→ **EXCERPT**:

* * * *

3. You studied animals first. The same thing happens in humans?
Yes. Fructose is a major component of the American diet, and is primarily in table sugar (sucrose) and in high fructose corn syrup. Intake of these sugars is associated with increased risk for high blood pressure, and for obesity, diabetes and fatty liver. And those sugars also are associated with higher uric acid levels and the problems that causes.
Our most recent studies suggest that one of the major ways fructose increases fat is by its unique ability to raise uric acid inside the cell. In the liver, for example, we can show that fructose is a major factor driving fatty liver, and that this is driven in part by the uric acid.
The uric acid works on the energy factories in the cell, the mitochondria, and preferentially blocks their ability to degrade fat while at the same time reducing the energy output. When a cell has less energy, it communicates to the brain to eat more. At the same time, the inability to burn fat leads to fat accumulation. Soon you have fatty liver.

* * * *

→ **TASK LIST**:
**a.** According to the fructose excerpt, what are the energy factories in the cell called?
**b.** List every condition that the fructose excerpt says intake of table sugar and high fructose corn syrup is associated with an increased risk for.
**c.** Please transcribe the fructose excerpt from "3. You studied" up to and including "the uric acid.".
The material after this point has no connection to the fructose excerpt.

Items from a dataset:

* * * *

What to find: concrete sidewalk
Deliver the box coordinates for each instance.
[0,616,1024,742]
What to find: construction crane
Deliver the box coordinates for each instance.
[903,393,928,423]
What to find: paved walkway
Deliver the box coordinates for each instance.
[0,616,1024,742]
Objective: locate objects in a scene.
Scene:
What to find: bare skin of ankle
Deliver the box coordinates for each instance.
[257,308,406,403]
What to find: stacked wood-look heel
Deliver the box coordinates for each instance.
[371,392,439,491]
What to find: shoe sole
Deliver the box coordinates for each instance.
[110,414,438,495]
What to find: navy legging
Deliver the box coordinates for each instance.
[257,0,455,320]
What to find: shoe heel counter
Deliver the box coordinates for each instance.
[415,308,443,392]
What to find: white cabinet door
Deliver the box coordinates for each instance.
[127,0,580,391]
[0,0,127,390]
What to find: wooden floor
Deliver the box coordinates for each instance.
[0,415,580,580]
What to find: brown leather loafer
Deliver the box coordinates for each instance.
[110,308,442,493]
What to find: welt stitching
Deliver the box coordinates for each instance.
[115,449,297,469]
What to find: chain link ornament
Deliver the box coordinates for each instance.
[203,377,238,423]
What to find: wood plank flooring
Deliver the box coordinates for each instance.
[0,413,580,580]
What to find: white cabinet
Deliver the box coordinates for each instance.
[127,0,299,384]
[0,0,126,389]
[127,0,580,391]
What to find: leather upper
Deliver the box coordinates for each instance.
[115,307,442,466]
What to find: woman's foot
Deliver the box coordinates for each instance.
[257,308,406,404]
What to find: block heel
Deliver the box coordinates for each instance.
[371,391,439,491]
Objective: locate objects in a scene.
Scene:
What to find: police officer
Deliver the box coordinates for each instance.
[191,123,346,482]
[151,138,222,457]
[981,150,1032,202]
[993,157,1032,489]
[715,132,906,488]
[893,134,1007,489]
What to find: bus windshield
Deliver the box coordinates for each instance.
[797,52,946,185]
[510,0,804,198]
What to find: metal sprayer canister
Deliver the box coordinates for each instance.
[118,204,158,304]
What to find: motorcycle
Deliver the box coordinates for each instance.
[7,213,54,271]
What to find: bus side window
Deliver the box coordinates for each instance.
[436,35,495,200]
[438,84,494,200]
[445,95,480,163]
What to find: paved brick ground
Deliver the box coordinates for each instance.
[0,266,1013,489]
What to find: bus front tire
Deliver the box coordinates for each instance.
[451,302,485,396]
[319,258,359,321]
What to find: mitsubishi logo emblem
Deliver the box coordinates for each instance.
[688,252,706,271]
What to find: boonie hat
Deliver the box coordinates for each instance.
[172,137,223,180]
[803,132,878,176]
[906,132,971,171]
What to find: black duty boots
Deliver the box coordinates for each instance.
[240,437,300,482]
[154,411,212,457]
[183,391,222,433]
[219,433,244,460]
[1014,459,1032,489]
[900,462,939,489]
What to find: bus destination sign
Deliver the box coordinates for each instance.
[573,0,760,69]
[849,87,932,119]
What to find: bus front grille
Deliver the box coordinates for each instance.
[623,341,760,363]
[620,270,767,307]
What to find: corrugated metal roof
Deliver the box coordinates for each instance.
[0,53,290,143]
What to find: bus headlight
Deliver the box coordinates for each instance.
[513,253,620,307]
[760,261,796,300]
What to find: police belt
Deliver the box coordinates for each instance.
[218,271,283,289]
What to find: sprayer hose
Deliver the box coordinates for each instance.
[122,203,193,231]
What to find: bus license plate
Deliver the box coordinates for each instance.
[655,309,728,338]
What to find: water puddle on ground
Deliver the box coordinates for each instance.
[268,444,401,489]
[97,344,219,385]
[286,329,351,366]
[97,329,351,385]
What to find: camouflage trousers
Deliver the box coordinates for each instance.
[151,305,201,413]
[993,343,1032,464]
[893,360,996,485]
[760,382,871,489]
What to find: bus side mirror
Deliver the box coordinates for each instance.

* * * *

→ **ANSWERS BY ITEM**:
**a.** The mitochondria.

**b.** High blood pressure, obesity, diabetes and fatty liver.

**c.**
3. You studied animals first. The same thing happens in humans?
Yes. Fructose is a major component of the American diet, and is primarily in table sugar (sucrose) and in high fructose corn syrup. Intake of these sugars is associated with increased risk for high blood pressure, and for obesity, diabetes and fatty liver. And those sugars also are associated with higher uric acid levels and the problems that causes.
Our most recent studies suggest that one of the major ways fructose increases fat is by its unique ability to raise uric acid inside the cell. In the liver, for example, we can show that fructose is a major factor driving fatty liver, and that this is driven in part by the uric acid.